Pick up the passage on the parts of the brain and brain research after its final sentence and continue it.

**EXCERPT:**
+ + + +

Subdivisions of the Brain
The brain can be divided into three main parts: the brain stem, the limbic system, and the cerebral cortex (see Figure 1). Each part consists of a number of neural structures (neural means something that either is a part of or is related to the nervous system).
- The brain stem is an extension of the spinal cord into the skull. It consists of a set of neural structures involved in attention, sleeping and waking, and a variety of reflexes essential to survival.
- The limbic system forms a ring around the upper part of the brain stem. It consists of a set of neural structures involved in the regulation and expression of emotions, memory formation, and biological drives.
- The cerebral cortex is the wrinkly outer part of the brain — the part of the brain you can most easily see. It consists of a set of neural structures involved in producing the so-called “higher functions” of humans, such as language, reasoning, the planning of actions, and perception.
Since the 1600s, scientific research has demonstrated conclusively that the normal functioning of the brain is essential for complex mental processing of information, as well as for the production of complex behavioral patterns (Zimmer, 2004). Brain research today has three general goals:
- to analyze the brain into its component parts;
- to determine how these components are organized;
- to determine how the activity of these components is coordinated in performing various functions (such as perceiving, reasoning, planning, etc.)
Until about 1980, the human brain was studied primarily as a sort of “black box” — a sealed container with “machinery” that researchers could not observe directly, except during brain surgery or only with crude techniques, such as X-ray imaging, EEG recordings, or dissection during autopsies. These techniques suffer from severe limitations:
- X-ray imaging. Images made using X-rays provide little detail of brain structures.
- EEG. The EEG is able to measure the activity of only those cells in the outer layers of the brain; and, in addition, it measures the summed activity of millions of brain cells (i.e., it can’t look at one or a small number of cells).
- Autopsies. After death, the brain changes very quickly, which means that autopsy results don’t necessarily reflect what happens in living brains
The inability to observe living brains in action made it very difficult for researchers to find links between (a) the activity of particular brain structures and (b) mental and behavioral functioning.

+ + + +

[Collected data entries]
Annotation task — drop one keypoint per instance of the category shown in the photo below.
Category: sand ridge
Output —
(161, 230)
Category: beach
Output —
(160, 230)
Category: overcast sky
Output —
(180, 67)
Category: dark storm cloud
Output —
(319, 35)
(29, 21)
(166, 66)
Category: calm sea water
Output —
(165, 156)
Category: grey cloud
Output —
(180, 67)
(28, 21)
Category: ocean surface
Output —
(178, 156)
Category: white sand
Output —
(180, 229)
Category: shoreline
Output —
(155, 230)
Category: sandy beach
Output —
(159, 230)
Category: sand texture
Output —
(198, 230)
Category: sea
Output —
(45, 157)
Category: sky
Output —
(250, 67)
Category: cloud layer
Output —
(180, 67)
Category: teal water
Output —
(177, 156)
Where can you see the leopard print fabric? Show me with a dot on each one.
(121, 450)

+ + + +

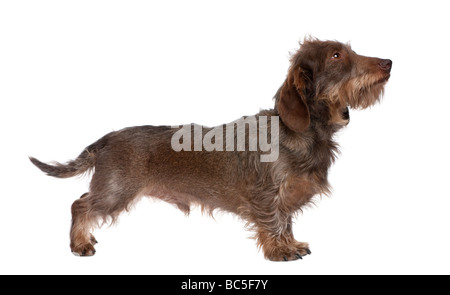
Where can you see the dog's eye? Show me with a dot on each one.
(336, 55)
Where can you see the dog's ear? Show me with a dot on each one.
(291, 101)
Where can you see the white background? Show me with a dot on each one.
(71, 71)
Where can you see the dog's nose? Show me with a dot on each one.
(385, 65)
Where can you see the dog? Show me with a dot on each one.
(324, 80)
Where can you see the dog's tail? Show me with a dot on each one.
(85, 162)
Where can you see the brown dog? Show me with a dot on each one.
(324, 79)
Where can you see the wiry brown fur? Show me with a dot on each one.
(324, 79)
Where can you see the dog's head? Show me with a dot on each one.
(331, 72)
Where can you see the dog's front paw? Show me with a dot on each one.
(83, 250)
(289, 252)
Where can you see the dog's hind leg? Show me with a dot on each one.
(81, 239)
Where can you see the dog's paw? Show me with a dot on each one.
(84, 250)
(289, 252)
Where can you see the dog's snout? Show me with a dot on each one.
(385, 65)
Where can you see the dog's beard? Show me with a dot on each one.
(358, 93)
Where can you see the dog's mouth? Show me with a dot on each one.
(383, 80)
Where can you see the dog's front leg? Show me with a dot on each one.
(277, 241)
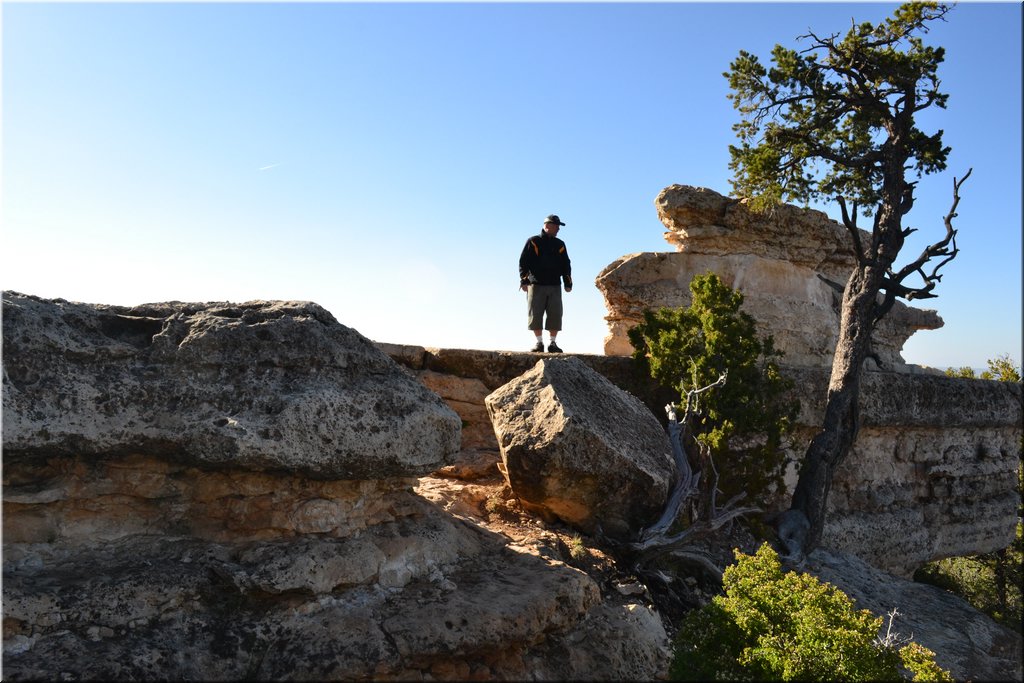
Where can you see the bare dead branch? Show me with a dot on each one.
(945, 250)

+ + + +

**WRITTEN REPLY:**
The nature of brain research changed dramatically with the development of new techniques that provided detailed images of brain structures and their activity. We now can determine which areas of the brain are most active when we perform tasks such as reading, making judgments, or deciding. Since 1980, the pace of discoveries about the brain and its functions has exploded.
Study Questions for Section 3-1
- What are the main functions of the CNS?
- What are the main functions of the PNS?
- How would you define the concept of a “motor message” in your own words?
- What is an example of a motor message not mentioned in the text?
- If the spinal cord were cut just below the point where it enters the skull, what problems are likely to develop?
- What are some examples of spinal-cord reflexes?
- What are the three major subdivisions of the brain?
- What are the main functions of the brain stem?
- What are the main functions of the limbic system?
- What are the main functions of the cerebral cortex?
- What are the ultimate goals of brain research?
Martin, R. (1987). Matters of gray and white: A neurologist, his patients, and the mysteries of the brain. New York: Henry Holt & Co.
Groves, P. M., & Rebec, G. V. (1992). Introduction to biological psychology (4th ed.). Dubuque, IA: Brown.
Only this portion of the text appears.